Exercise goal — Scale every bounding box coordinate in the answers by 0.75, rounding each result to a whole number with halves rounded up. Reproduce every line from the start of the records up to and including the line with "[88,41,224,204]", requests included, leave all other numbers unchanged, and return only those lines.

Raw data —
□ □ □

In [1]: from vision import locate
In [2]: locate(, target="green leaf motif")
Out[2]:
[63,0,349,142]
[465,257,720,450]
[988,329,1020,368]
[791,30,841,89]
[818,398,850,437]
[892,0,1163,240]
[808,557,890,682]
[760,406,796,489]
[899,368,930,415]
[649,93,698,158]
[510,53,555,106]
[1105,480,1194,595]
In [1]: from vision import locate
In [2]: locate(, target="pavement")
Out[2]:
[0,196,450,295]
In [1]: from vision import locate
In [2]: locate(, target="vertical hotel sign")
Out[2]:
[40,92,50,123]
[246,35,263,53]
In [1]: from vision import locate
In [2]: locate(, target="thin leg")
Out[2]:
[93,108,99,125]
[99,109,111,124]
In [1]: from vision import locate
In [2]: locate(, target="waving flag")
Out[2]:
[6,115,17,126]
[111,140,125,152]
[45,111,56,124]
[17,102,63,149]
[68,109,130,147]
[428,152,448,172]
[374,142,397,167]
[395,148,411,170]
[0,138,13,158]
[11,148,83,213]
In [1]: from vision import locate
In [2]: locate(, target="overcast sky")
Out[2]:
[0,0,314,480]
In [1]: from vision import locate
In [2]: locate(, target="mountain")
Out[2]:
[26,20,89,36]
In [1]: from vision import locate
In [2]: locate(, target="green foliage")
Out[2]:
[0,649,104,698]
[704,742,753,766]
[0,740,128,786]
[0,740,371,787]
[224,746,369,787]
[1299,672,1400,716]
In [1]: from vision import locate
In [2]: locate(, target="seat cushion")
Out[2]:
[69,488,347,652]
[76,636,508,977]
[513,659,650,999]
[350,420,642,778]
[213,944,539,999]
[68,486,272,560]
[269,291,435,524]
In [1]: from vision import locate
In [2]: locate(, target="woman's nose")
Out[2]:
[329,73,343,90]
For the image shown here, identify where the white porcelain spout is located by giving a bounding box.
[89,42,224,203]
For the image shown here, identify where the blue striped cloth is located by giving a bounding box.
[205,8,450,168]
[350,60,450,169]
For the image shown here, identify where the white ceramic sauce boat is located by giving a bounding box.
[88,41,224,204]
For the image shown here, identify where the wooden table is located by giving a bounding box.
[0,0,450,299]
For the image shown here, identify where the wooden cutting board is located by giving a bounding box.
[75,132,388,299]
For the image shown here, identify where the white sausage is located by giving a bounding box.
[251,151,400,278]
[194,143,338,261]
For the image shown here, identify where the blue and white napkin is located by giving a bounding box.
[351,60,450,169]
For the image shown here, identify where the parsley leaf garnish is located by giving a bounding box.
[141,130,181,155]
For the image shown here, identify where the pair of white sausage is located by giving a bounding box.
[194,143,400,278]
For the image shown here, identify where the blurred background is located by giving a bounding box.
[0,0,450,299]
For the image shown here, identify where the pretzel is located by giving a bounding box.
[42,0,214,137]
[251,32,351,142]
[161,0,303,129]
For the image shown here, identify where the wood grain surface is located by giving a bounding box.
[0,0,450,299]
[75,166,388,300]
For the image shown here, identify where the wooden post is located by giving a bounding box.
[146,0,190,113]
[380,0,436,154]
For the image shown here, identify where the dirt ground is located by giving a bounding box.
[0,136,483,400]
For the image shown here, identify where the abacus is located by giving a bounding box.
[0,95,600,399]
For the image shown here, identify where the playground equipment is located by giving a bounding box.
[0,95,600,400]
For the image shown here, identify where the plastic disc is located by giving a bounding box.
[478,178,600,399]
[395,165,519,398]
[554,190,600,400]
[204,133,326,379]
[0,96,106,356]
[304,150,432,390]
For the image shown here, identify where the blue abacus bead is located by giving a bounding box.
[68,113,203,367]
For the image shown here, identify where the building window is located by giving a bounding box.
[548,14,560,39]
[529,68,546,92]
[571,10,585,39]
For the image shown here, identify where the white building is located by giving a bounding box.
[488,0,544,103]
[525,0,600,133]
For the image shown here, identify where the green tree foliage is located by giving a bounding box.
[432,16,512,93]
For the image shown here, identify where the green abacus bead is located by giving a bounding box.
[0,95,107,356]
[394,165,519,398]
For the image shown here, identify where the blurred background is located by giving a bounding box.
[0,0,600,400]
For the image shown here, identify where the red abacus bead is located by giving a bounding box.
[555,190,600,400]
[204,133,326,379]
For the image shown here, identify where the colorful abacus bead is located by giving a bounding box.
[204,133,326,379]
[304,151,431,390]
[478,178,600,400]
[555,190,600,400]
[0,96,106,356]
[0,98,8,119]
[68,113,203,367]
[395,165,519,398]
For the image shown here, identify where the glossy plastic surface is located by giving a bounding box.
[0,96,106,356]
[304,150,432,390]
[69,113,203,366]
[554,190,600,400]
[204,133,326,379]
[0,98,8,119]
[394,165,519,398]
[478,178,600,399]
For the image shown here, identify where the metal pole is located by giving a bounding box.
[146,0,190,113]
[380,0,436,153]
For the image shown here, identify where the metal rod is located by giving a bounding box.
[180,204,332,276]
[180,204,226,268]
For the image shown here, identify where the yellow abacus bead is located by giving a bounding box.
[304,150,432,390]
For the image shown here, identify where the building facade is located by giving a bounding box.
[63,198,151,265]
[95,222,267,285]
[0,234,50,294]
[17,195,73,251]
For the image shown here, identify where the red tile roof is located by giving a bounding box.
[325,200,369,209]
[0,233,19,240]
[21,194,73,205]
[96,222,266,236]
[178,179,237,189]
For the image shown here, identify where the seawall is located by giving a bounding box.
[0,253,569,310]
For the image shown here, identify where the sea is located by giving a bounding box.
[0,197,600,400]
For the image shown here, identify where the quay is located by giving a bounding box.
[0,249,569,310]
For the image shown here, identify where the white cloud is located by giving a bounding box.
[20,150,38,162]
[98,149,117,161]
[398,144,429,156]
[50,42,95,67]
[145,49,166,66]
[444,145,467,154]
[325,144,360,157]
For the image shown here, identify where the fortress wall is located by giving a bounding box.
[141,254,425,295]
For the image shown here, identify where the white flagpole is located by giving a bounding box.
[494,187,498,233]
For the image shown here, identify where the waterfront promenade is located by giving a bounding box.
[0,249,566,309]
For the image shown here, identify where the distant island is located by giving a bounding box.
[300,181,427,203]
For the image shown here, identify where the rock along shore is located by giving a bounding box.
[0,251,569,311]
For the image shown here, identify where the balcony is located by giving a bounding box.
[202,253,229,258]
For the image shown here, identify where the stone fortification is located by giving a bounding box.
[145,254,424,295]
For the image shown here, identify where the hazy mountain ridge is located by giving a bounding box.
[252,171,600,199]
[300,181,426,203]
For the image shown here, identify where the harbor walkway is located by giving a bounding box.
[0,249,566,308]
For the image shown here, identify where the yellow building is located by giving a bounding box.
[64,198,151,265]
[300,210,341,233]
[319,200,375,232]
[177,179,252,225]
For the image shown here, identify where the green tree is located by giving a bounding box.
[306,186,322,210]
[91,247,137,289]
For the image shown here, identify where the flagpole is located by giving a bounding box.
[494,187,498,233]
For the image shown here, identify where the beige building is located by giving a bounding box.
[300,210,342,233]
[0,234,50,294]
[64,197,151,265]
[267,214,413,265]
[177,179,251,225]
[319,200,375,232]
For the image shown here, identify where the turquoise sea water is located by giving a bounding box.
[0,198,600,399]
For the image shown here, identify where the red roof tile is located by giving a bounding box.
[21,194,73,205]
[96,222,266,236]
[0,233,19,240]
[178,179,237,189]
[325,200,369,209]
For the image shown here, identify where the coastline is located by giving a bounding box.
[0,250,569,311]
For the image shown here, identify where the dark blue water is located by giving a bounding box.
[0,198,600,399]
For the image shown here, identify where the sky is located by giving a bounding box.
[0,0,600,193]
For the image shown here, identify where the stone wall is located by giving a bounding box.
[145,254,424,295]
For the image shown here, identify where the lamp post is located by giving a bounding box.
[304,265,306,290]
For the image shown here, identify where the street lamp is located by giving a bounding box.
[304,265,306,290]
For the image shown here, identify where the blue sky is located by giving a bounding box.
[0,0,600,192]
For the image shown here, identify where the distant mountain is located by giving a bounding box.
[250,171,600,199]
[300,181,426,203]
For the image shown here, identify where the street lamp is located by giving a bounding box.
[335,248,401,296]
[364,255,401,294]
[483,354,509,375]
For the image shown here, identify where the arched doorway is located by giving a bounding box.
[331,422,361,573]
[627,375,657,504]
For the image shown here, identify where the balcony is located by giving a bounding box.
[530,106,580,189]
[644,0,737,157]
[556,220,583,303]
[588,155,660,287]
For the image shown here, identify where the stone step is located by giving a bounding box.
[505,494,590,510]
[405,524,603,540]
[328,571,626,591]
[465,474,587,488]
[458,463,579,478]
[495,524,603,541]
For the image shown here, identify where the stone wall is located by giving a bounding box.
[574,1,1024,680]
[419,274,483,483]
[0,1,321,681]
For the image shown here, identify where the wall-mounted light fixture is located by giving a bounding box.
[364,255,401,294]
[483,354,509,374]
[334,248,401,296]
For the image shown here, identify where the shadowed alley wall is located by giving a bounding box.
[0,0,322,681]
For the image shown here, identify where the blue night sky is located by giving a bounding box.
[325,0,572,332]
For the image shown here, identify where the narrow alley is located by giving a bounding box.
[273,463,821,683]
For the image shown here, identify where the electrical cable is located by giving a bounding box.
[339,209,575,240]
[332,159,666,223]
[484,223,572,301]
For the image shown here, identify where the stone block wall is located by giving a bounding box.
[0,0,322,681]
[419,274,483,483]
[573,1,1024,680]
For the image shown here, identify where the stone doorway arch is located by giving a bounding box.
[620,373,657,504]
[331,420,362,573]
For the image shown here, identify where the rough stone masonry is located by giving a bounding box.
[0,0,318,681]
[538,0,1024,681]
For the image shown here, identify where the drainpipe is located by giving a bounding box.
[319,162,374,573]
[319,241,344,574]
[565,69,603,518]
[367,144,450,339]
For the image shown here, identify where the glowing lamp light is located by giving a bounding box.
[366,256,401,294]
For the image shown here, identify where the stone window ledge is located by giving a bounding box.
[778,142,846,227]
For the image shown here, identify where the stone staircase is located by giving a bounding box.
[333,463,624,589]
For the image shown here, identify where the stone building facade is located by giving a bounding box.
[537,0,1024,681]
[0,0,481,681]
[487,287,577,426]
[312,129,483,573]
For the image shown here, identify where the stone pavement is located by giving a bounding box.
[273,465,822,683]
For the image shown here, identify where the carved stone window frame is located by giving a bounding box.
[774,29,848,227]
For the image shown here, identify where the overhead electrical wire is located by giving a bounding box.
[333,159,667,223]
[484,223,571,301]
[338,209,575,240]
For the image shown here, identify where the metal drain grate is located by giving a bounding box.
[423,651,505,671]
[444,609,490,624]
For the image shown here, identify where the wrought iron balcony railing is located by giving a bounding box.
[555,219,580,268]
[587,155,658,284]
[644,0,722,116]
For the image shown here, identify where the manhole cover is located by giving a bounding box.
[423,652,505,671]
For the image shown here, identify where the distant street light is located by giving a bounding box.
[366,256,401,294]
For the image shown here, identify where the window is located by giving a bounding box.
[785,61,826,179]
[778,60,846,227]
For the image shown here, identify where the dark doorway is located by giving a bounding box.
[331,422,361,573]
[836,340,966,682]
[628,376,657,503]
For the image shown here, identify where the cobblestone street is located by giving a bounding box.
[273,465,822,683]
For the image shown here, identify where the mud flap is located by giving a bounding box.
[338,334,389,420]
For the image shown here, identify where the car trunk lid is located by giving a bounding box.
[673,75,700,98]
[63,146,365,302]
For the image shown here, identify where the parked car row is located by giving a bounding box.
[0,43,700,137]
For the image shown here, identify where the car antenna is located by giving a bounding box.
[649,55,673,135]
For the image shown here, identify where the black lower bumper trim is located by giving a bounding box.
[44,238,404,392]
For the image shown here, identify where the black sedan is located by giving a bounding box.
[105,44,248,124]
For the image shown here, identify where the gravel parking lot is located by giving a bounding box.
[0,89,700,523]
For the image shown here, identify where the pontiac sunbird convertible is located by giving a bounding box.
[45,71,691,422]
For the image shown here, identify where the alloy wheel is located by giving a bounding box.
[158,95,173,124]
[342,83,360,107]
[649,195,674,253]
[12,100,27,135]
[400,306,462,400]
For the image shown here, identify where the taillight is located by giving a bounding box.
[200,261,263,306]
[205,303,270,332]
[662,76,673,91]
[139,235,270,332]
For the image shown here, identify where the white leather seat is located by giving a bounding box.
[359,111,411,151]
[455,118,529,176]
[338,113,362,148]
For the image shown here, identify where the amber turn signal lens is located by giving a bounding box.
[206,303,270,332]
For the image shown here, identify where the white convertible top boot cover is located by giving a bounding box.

□ □ □

Task result —
In [1]: from vision import locate
In [2]: locate(, target="green leaf motif")
Out[2]:
[47,0,262,107]
[349,193,540,338]
[741,247,765,276]
[593,23,631,67]
[614,299,638,328]
[669,0,872,180]
[606,418,668,512]
[570,305,597,367]
[674,276,698,311]
[487,70,524,119]
[383,40,416,80]
[829,360,896,446]
In [1]: from vision import locate
In [2]: locate(, target="pavement")
Out[2]:
[0,147,338,221]
In [1]: from vision import locate
In [2]: locate(, target="vertical hotel sign")
Out[2]:
[30,69,38,92]
[185,26,197,40]
In [1]: from vision import locate
In [2]: locate(, target="thin leg")
Out[2]:
[70,81,74,94]
[74,82,83,93]
In [1]: from vision import locate
In [2]: locate(, target="waving flag")
Out[2]:
[5,86,13,95]
[83,105,94,114]
[34,83,42,93]
[13,77,47,112]
[51,82,98,110]
[321,114,336,129]
[281,107,298,125]
[296,111,308,128]
[0,104,10,119]
[8,111,62,160]
In [1]: from vision import locate
In [2]: locate(, target="overcast sky")
Out[2]:
[0,0,236,360]
In [1]: from vision import locate
In [2]: locate(, target="mountain")
Out[2]:
[20,15,67,27]
In [1]: from vision import locate
In [2]: locate(, target="green foliage")
Out[2]:
[0,487,78,524]
[528,557,565,575]
[0,555,96,590]
[0,555,278,590]
[168,560,277,590]
[974,504,1050,537]
In [1]: from vision import locate
In [2]: locate(, target="seat cushion")
Out[2]:
[52,366,260,489]
[57,477,381,733]
[385,494,488,749]
[263,315,482,584]
[160,708,404,749]
[51,365,204,420]
[202,218,326,393]
In [1]: from vision import locate
In [2]: locate(, target="woman's nose")
Out[2]:
[247,55,257,68]
For the image shown here, identify where the white porcelain spout is located by giving a bounding box.
[67,32,168,152]
For the image shown here, identify where the blue striped cloth is located by giving a bounding box.
[154,6,338,126]
[263,45,338,127]
For the image shown here, identify where the white ceramic sauce boat is located by giving a bounding box.
[66,31,168,153]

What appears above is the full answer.